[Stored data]
----
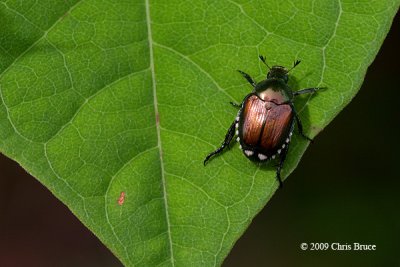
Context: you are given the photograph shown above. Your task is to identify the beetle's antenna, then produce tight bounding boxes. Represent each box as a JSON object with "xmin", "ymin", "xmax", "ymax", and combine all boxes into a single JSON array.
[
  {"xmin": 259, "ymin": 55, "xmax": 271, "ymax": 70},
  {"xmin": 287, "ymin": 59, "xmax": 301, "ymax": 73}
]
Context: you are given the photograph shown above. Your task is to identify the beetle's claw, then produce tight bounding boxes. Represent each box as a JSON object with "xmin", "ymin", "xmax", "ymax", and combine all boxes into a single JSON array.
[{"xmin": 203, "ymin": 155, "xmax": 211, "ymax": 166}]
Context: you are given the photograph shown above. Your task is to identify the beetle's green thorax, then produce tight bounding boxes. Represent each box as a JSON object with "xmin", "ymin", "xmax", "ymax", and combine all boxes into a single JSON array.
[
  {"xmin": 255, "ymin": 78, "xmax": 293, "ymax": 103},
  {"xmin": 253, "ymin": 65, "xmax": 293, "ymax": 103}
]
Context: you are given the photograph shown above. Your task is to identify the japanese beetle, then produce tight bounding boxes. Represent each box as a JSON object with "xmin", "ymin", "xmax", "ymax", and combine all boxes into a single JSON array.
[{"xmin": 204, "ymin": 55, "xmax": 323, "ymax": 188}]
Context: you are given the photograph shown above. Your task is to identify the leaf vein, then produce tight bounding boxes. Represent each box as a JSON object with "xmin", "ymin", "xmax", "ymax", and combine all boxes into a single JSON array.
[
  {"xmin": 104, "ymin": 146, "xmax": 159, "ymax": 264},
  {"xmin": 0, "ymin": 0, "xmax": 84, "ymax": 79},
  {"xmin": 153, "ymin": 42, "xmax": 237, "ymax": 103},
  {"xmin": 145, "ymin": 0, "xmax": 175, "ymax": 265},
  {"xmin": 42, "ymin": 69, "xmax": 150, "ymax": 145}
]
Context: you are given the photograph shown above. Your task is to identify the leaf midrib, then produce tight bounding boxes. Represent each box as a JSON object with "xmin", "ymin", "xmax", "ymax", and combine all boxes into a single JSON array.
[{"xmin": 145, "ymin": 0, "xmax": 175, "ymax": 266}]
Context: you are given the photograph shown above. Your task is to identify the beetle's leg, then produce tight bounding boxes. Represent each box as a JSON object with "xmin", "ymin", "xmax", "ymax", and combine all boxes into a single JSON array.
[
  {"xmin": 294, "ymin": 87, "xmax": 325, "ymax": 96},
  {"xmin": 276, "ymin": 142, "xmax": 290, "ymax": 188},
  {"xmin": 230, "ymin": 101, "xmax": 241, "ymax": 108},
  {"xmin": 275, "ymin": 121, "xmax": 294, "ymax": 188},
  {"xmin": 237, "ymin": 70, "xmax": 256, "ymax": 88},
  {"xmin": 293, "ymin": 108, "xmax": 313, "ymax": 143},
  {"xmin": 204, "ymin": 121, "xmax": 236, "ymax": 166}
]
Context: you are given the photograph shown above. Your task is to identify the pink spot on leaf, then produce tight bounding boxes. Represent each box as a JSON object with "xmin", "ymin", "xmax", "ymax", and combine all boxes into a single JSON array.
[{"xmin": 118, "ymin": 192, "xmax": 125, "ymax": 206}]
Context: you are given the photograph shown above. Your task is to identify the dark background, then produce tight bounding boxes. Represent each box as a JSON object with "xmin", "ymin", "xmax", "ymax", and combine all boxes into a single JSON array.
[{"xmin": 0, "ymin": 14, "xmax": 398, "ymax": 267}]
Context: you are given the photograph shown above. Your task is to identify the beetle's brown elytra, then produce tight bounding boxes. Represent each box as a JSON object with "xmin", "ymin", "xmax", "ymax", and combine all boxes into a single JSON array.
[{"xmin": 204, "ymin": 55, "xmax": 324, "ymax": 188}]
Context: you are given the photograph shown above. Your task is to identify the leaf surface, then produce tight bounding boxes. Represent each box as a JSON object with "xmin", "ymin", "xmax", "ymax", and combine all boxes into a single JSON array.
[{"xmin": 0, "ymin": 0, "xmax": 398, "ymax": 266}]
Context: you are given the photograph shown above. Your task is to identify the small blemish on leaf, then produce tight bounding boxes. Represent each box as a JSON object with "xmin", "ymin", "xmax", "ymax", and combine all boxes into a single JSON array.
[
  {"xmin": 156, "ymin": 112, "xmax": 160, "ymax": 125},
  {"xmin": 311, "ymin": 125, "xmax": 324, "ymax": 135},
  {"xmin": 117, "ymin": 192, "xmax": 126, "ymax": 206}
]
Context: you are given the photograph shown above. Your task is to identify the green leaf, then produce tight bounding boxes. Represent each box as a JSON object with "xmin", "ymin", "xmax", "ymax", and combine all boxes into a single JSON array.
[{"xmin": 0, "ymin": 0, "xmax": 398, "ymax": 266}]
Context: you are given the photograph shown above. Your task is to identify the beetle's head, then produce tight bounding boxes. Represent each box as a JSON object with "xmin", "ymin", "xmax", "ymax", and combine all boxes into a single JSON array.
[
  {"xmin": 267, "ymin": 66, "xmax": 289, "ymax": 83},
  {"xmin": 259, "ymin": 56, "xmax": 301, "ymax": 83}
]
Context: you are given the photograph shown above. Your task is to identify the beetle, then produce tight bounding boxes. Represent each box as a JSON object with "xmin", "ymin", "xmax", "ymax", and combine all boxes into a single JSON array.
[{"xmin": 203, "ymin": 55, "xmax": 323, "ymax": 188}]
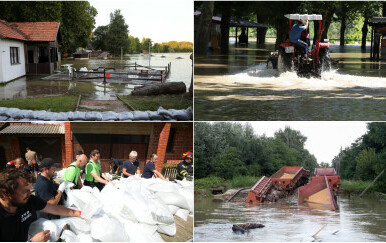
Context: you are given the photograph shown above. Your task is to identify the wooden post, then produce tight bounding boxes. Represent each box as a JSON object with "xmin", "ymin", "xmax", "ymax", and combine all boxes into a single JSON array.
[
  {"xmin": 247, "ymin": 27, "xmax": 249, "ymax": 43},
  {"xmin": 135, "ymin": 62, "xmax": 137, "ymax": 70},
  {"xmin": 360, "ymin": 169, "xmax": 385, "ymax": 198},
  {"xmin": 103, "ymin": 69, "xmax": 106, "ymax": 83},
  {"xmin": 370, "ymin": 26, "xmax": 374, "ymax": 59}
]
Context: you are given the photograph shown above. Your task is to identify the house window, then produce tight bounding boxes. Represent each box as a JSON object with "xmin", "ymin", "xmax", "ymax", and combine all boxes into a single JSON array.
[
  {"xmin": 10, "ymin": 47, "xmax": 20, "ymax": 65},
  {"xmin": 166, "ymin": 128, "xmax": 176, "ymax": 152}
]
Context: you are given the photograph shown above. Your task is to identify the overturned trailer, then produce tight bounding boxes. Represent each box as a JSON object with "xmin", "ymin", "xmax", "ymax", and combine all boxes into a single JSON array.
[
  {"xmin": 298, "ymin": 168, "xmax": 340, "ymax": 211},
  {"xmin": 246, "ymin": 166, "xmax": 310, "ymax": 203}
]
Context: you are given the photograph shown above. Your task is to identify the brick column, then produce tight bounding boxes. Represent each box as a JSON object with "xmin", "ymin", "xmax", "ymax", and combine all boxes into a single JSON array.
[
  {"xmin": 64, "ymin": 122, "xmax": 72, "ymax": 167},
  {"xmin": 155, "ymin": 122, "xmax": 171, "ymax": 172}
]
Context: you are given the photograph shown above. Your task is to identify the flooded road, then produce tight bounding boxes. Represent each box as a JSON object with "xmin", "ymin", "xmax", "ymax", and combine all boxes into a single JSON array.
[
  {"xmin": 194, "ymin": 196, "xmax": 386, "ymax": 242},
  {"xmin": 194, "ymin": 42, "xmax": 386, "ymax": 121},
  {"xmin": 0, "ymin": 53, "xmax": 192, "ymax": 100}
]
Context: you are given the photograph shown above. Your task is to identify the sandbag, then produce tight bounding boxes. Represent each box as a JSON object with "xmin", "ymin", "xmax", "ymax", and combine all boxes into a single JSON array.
----
EXERCISE INSTRUCTIONS
Exclude the images, then output the data above word for word.

TASK SOLUTION
Context: you are given the photograph shown above. Your task is to identify the beetle's antenna, then produce tight bounding boxes. Represent each box as a JSON object with "xmin", "ymin", "xmax", "ymax", and combine all boxes into a single JSON array.
[
  {"xmin": 259, "ymin": 55, "xmax": 271, "ymax": 70},
  {"xmin": 287, "ymin": 59, "xmax": 301, "ymax": 73}
]
Context: you are given the photograph shown above. Your task is to identify the beetle's claw, then produce tight bounding boxes. Represent each box as a JSON object with "xmin", "ymin", "xmax", "ymax", and combine all boxes into a single JSON array.
[{"xmin": 203, "ymin": 155, "xmax": 211, "ymax": 166}]
Context: you are given the photograph shown above. Your task is to identify the beetle's green thorax, then produce tight bounding boxes. Represent each box as a JSON object with "xmin", "ymin", "xmax", "ymax", and combine all boxes into a single JSON array.
[
  {"xmin": 255, "ymin": 78, "xmax": 293, "ymax": 103},
  {"xmin": 253, "ymin": 65, "xmax": 293, "ymax": 103}
]
Context: you are given the photograph shown above. Your task is to identify the japanese beetle, then produce tight bounding boxes. Represent each box as a JSON object with "xmin", "ymin", "xmax", "ymax", and combine all boxes into a single JSON array.
[{"xmin": 204, "ymin": 55, "xmax": 323, "ymax": 188}]
Context: you are given the photograph shown above. Your task is to identify the leaf vein, then produce tight bounding boxes. Represent each box as a JSON object with "xmin", "ymin", "xmax", "ymax", and combine all boxes into a single JSON array.
[
  {"xmin": 104, "ymin": 146, "xmax": 159, "ymax": 264},
  {"xmin": 0, "ymin": 0, "xmax": 84, "ymax": 79},
  {"xmin": 153, "ymin": 42, "xmax": 237, "ymax": 103},
  {"xmin": 145, "ymin": 0, "xmax": 175, "ymax": 265},
  {"xmin": 42, "ymin": 69, "xmax": 150, "ymax": 145}
]
Context: you are given the photograph shown above. Your task is to identify the leaf midrib, then produce tight bounding boxes. Represent each box as a JSON object with "xmin", "ymin", "xmax", "ymax", and combine all boxes into a single JSON array.
[{"xmin": 145, "ymin": 0, "xmax": 175, "ymax": 266}]
Context: you are given the photograph shown above. Your task is to identify the beetle's leg, then produce tight bounding boxes. Represent each box as a JSON object with "xmin", "ymin", "xmax", "ymax", and combine all boxes into a single JSON array.
[
  {"xmin": 294, "ymin": 87, "xmax": 325, "ymax": 96},
  {"xmin": 276, "ymin": 142, "xmax": 290, "ymax": 188},
  {"xmin": 230, "ymin": 101, "xmax": 241, "ymax": 108},
  {"xmin": 275, "ymin": 121, "xmax": 294, "ymax": 188},
  {"xmin": 237, "ymin": 70, "xmax": 256, "ymax": 88},
  {"xmin": 293, "ymin": 108, "xmax": 313, "ymax": 143},
  {"xmin": 204, "ymin": 121, "xmax": 236, "ymax": 166}
]
Context: you are given the photograph shown above. Your task is to identify the pink spot on leaf, then produce tight bounding boxes. Represent each box as a JSON object with "xmin", "ymin", "xmax", "ymax", and combine all boxes into a single JSON array.
[{"xmin": 118, "ymin": 192, "xmax": 125, "ymax": 206}]
Context: you are given the photograph shown above. Your task is to identify the dark background, then produce tight bounding boxes. Represent each box as a JSON object with "xmin", "ymin", "xmax", "ymax", and combine all boxes into a single JSON array.
[{"xmin": 0, "ymin": 14, "xmax": 398, "ymax": 267}]
Context: you are given the photograph shown above. Your task is to identify the beetle's brown elytra, then produce tight bounding boxes. Represent each box as a JSON object with "xmin", "ymin", "xmax", "ymax", and combine all boxes into a single JSON array.
[{"xmin": 204, "ymin": 55, "xmax": 324, "ymax": 188}]
Context: you are given the photograph shown above. Your task is to identify the leaf surface, then produce tight bounding boxes. Represent each box as a JSON object with "xmin", "ymin", "xmax", "ymax", and combine all boxes into a single JSON array.
[{"xmin": 0, "ymin": 0, "xmax": 398, "ymax": 266}]
Context: you are given the photograph shown above. Your task is to identify the small blemish on leaf, then produce tight bounding boxes. Represent each box as a JSON object with "xmin", "ymin", "xmax", "ymax", and combine all boxes into a single JSON array.
[
  {"xmin": 156, "ymin": 112, "xmax": 160, "ymax": 125},
  {"xmin": 311, "ymin": 125, "xmax": 324, "ymax": 135},
  {"xmin": 117, "ymin": 192, "xmax": 126, "ymax": 206}
]
Context: you are given the photograph shown above. Your task is to identify the green leaf, then produce tight bounding boxes. Represent each box as a JSON object with "xmin", "ymin", "xmax", "ymax", and combine all boxes into a single JSON array.
[{"xmin": 0, "ymin": 0, "xmax": 398, "ymax": 266}]
Context: you are given the photograph shown above. Your task is to identify the beetle's head, then produce tight bounding boxes. Represent each box as a JSON object with "xmin", "ymin", "xmax", "ymax", and combine all boxes into a single JSON array.
[
  {"xmin": 267, "ymin": 66, "xmax": 289, "ymax": 83},
  {"xmin": 259, "ymin": 56, "xmax": 301, "ymax": 83}
]
Context: you are given the photograph shown above. Your task is to identify the beetle, then produce tight bounding boxes. Represent each box as a JSON object with "xmin", "ymin", "xmax", "ymax", and combine all boxes into a single JSON array.
[{"xmin": 203, "ymin": 55, "xmax": 323, "ymax": 188}]
Context: you are given the photograph shown above. Your task is to identify the wooden post, then produce tight bounding boxes. Represent each box as a JSON object with "xmin", "ymin", "xmax", "ymax", and combine all boxes into a single JSON array.
[
  {"xmin": 247, "ymin": 27, "xmax": 249, "ymax": 43},
  {"xmin": 135, "ymin": 62, "xmax": 137, "ymax": 70},
  {"xmin": 360, "ymin": 169, "xmax": 385, "ymax": 198},
  {"xmin": 103, "ymin": 69, "xmax": 106, "ymax": 83},
  {"xmin": 370, "ymin": 26, "xmax": 374, "ymax": 59}
]
Context: you are given the photograph shown above. Your task is to identify the house window, then produce tight bounding boxes. Represent each box as a JSON object with "xmin", "ymin", "xmax", "ymax", and combine all boxes into a single JSON array.
[
  {"xmin": 10, "ymin": 47, "xmax": 20, "ymax": 65},
  {"xmin": 166, "ymin": 128, "xmax": 176, "ymax": 152}
]
Context: you are given the photograph shown above. Your task is to identify the overturned trailer, then produce tight bounding boxes. Represent each box as a JSON object with "xmin", "ymin", "xmax", "ymax", and combine all boxes into a single JSON array.
[
  {"xmin": 298, "ymin": 168, "xmax": 340, "ymax": 211},
  {"xmin": 246, "ymin": 166, "xmax": 310, "ymax": 203}
]
Context: you are given the photograph shown above. Your task is to identify the brick column, then produce tight bounding boxes. Represent each box as a JSON object with "xmin", "ymin", "xmax", "ymax", and combine all boxes into a single JSON array.
[
  {"xmin": 64, "ymin": 122, "xmax": 72, "ymax": 167},
  {"xmin": 155, "ymin": 122, "xmax": 171, "ymax": 172}
]
Context: you are given the photograph shown above. Your task is to identify the flooded road, then produce tight bounding boxes. Represent each box as a JSON object with "xmin", "ymin", "xmax", "ymax", and combine all boxes into a single JSON array.
[
  {"xmin": 194, "ymin": 196, "xmax": 386, "ymax": 242},
  {"xmin": 194, "ymin": 42, "xmax": 386, "ymax": 121},
  {"xmin": 0, "ymin": 53, "xmax": 192, "ymax": 100}
]
Context: you are given the photograph shown above. Your task is to identify the sandbag, then produce tight bounding boxes. Represent each box as a JSON object with "xmin", "ymin", "xmax", "ymax", and combine all boxes into a single JSON array.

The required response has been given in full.